▶ **CONSIGNE 1**
Restituez, dans l'extrait retenu, la partie qui s'ouvre sur les mots contenant "Depuis mon arrivée" et se clôt sur "l'ombre d'une menace.".
▶ **CONSIGNE 2**
Pour chacune des affirmations suivantes, dites si elle concorde avec l'extrait retenu en répondant par oui ou par non, puis citez à l'identique les mots du texte qui tranchent : (a) la personne qui s'exprime est arrivée en Libye une semaine plus tôt ; (b) Benghazi est présentée comme la première ville du pays ; (c) Salah exerce la fonction de traducteur.

▶ **EXTRAIT RETENU**
▼▼▼

Les détonations que tu entends la nuit? Ce n'est rien, des pétards, des feux d'artifice. Tout est calme. Beaucoup plus calme qu'avant.

Depuis mon arrivée en Libye, il y a une semaine, des tas de gens m'ont tenu ces propos rassurants. Et tout me portait à croire qu'ils avaient raison. Je me suis promenée seule, même la nuit, dans le centre-ville de Tripoli, sans jamais ressentir l'ombre d'une menace.

À Benghazi, deuxième ville du pays, j'ai effectivement vu des feux d'artifice se déployer au-dessus des toits, soulignant fêtes ou mariages, avec leurs pétarades inoffensives.

Ça aussi, c'est un indice d'apaisement, m'a expliqué Salah, mon traducteur. Il n'y a pas si longtemps, pour célébrer, les gens louaient des canons antiaériens et tiraient des obus!

▲▲▲

▶ **ENTRÉES FOURNIES**
▼▼▼

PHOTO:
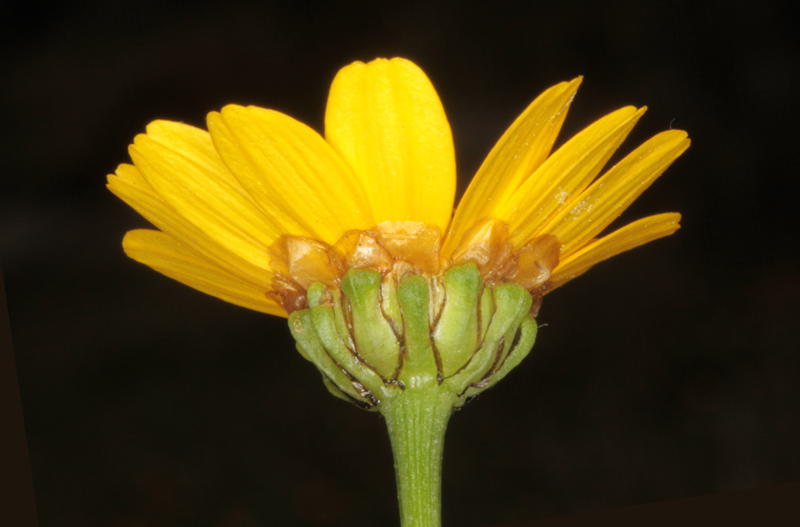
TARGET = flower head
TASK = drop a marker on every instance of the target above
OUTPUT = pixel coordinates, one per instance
(260, 207)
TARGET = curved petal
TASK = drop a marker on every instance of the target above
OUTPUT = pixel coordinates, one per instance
(565, 174)
(387, 121)
(611, 194)
(162, 253)
(517, 154)
(129, 185)
(628, 237)
(182, 166)
(297, 179)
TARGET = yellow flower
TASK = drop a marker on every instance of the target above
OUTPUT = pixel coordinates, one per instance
(260, 206)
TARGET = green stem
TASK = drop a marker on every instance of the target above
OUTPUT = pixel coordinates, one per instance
(417, 420)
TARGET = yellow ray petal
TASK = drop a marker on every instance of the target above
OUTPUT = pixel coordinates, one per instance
(628, 237)
(162, 253)
(182, 166)
(518, 153)
(291, 172)
(387, 121)
(566, 173)
(601, 203)
(129, 185)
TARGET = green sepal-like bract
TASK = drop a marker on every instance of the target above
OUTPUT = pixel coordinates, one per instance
(378, 337)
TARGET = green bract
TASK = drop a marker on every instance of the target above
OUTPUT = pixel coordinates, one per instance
(374, 339)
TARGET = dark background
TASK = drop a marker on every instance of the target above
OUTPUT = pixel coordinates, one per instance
(671, 371)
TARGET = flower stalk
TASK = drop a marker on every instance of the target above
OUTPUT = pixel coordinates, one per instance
(414, 347)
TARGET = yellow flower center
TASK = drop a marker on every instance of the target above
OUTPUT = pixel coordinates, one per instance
(401, 248)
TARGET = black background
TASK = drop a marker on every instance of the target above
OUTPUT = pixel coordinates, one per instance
(670, 371)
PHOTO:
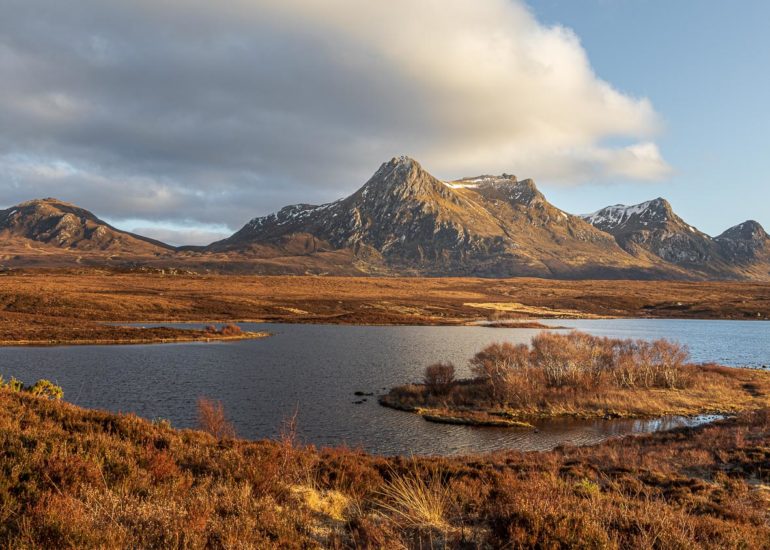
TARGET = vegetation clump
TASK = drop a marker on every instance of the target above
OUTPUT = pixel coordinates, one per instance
(573, 374)
(229, 329)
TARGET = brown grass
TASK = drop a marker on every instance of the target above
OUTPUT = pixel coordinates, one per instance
(74, 478)
(40, 307)
(212, 419)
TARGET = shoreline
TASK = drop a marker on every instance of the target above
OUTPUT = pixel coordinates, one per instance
(132, 341)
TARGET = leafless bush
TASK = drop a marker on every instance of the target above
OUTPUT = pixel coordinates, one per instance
(439, 378)
(498, 363)
(518, 374)
(212, 419)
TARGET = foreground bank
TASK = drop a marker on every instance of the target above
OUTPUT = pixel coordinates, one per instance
(81, 478)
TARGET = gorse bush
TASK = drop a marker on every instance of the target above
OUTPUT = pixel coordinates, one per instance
(212, 419)
(41, 388)
(518, 374)
(439, 378)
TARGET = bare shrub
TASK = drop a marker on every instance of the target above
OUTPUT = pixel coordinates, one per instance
(231, 330)
(439, 378)
(416, 500)
(212, 419)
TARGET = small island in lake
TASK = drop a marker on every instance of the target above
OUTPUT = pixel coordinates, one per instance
(582, 376)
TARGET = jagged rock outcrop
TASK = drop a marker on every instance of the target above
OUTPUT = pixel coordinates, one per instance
(409, 221)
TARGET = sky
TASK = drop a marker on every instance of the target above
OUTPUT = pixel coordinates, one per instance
(183, 119)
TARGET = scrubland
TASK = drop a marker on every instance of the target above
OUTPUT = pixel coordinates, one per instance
(48, 306)
(580, 375)
(75, 478)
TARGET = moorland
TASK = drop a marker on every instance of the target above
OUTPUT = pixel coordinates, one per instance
(70, 306)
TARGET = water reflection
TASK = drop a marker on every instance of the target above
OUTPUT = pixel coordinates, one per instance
(317, 369)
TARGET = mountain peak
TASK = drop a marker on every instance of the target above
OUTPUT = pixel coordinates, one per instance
(401, 176)
(748, 231)
(653, 211)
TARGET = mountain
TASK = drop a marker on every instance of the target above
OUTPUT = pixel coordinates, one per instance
(404, 220)
(747, 246)
(653, 227)
(53, 224)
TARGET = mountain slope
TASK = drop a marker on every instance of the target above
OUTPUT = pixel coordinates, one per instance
(653, 227)
(405, 220)
(58, 224)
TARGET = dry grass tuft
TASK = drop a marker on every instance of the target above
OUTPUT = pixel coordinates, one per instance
(416, 500)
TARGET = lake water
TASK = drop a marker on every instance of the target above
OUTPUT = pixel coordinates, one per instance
(315, 370)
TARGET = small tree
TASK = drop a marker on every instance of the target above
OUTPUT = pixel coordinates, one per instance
(212, 419)
(439, 378)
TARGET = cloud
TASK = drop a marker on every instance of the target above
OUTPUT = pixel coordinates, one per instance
(214, 112)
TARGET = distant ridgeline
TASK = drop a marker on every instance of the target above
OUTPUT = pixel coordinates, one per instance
(404, 221)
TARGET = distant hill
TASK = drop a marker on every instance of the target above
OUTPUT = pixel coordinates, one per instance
(654, 228)
(404, 221)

▲▲▲

▶ **CORRIGÉ 1**
Depuis mon arrivée en Libye, il y a une semaine, des tas de gens m'ont tenu ces propos rassurants. Et tout me portait à croire qu'ils avaient raison. Je me suis promenée seule, même la nuit, dans le centre-ville de Tripoli, sans jamais ressentir l'ombre d'une menace.

▶ **CORRIGÉ 2**
(a) Oui : « Depuis mon arrivée en Libye, il y a une semaine »
(b) Non : « deuxième ville du pays »
(c) Oui : « Salah, mon traducteur »